SQL> select a.username,max_id
from t1 a,(select owner,max(object_id) max_id from t2 group by owner) b
where a.username=b.owner(+)

但是我们注意到上述标量子查询却存在一个问题,就是无法将子查询展开为表连接,换句话说无法采用灵活的hash join outer的关联方式。

关于标量子查询和表关联的性能简介:
如果主查询返回的数据较多,而子查询中又没有高效的索引,关联列对应的主查询表又没有较多的重复值,那么这个标量子查询的执行成本是很大的,如上面的标量子查询和外连接的sql语句中可以看出外连接IO成本要明显小于标量子查询。

但是标量子查询oracle内部确是有优化的,优化器cache了中间的结果,如果结果集不大,子查询中又有高效的索引,那么这个标量子查询可能会比常规的表关联更加高效。

小鱼列出几种常会涉及到的标量子查询和表连接的sql改写:

1 最简单的标量子查询
table :a(a1,a2),b(a1,b2)
select a2,(select b2 from b where b.a1=a.a1) from a

表连接:
select a2,b2 from a,b where a.a1=b.a1(+);

2 标量子查询带有聚合函数
table :a(a1,a2),b(a1,b2)

数据集中的条目:
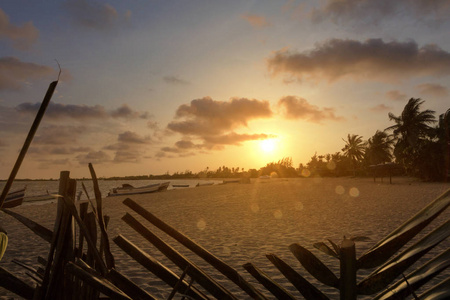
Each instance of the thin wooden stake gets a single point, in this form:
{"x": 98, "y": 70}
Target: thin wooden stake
{"x": 28, "y": 140}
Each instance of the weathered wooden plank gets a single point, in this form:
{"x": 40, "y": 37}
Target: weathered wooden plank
{"x": 214, "y": 261}
{"x": 273, "y": 287}
{"x": 154, "y": 266}
{"x": 195, "y": 272}
{"x": 15, "y": 285}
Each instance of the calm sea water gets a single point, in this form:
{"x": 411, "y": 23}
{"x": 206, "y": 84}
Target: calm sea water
{"x": 34, "y": 188}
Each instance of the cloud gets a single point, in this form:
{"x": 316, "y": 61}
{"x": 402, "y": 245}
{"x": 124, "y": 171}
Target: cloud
{"x": 60, "y": 111}
{"x": 175, "y": 80}
{"x": 94, "y": 15}
{"x": 431, "y": 89}
{"x": 133, "y": 138}
{"x": 129, "y": 147}
{"x": 59, "y": 135}
{"x": 380, "y": 108}
{"x": 374, "y": 12}
{"x": 94, "y": 157}
{"x": 396, "y": 95}
{"x": 15, "y": 73}
{"x": 235, "y": 138}
{"x": 207, "y": 116}
{"x": 293, "y": 107}
{"x": 373, "y": 59}
{"x": 256, "y": 21}
{"x": 126, "y": 112}
{"x": 82, "y": 112}
{"x": 22, "y": 37}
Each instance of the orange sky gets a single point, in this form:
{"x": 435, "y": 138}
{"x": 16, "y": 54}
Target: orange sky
{"x": 155, "y": 87}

* 练习要求 *
把上面讲标量子查询与表连接改写的原文一字不差地完整照录一遍。

* 本题结果 *
SQL> select a.username,max_id
from t1 a,(select owner,max(object_id) max_id from t2 group by owner) b
where a.username=b.owner(+)

但是我们注意到上述标量子查询却存在一个问题,就是无法将子查询展开为表连接,换句话说无法采用灵活的hash join outer的关联方式。

关于标量子查询和表关联的性能简介:
如果主查询返回的数据较多,而子查询中又没有高效的索引,关联列对应的主查询表又没有较多的重复值,那么这个标量子查询的执行成本是很大的,如上面的标量子查询和外连接的sql语句中可以看出外连接IO成本要明显小于标量子查询。

但是标量子查询oracle内部确是有优化的,优化器cache了中间的结果,如果结果集不大,子查询中又有高效的索引,那么这个标量子查询可能会比常规的表关联更加高效。

小鱼列出几种常会涉及到的标量子查询和表连接的sql改写:

1 最简单的标量子查询
table :a(a1,a2),b(a1,b2)
select a2,(select b2 from b where b.a1=a.a1) from a

表连接:
select a2,b2 from a,b where a.a1=b.a1(+);

2 标量子查询带有聚合函数
table :a(a1,a2),b(a1,b2)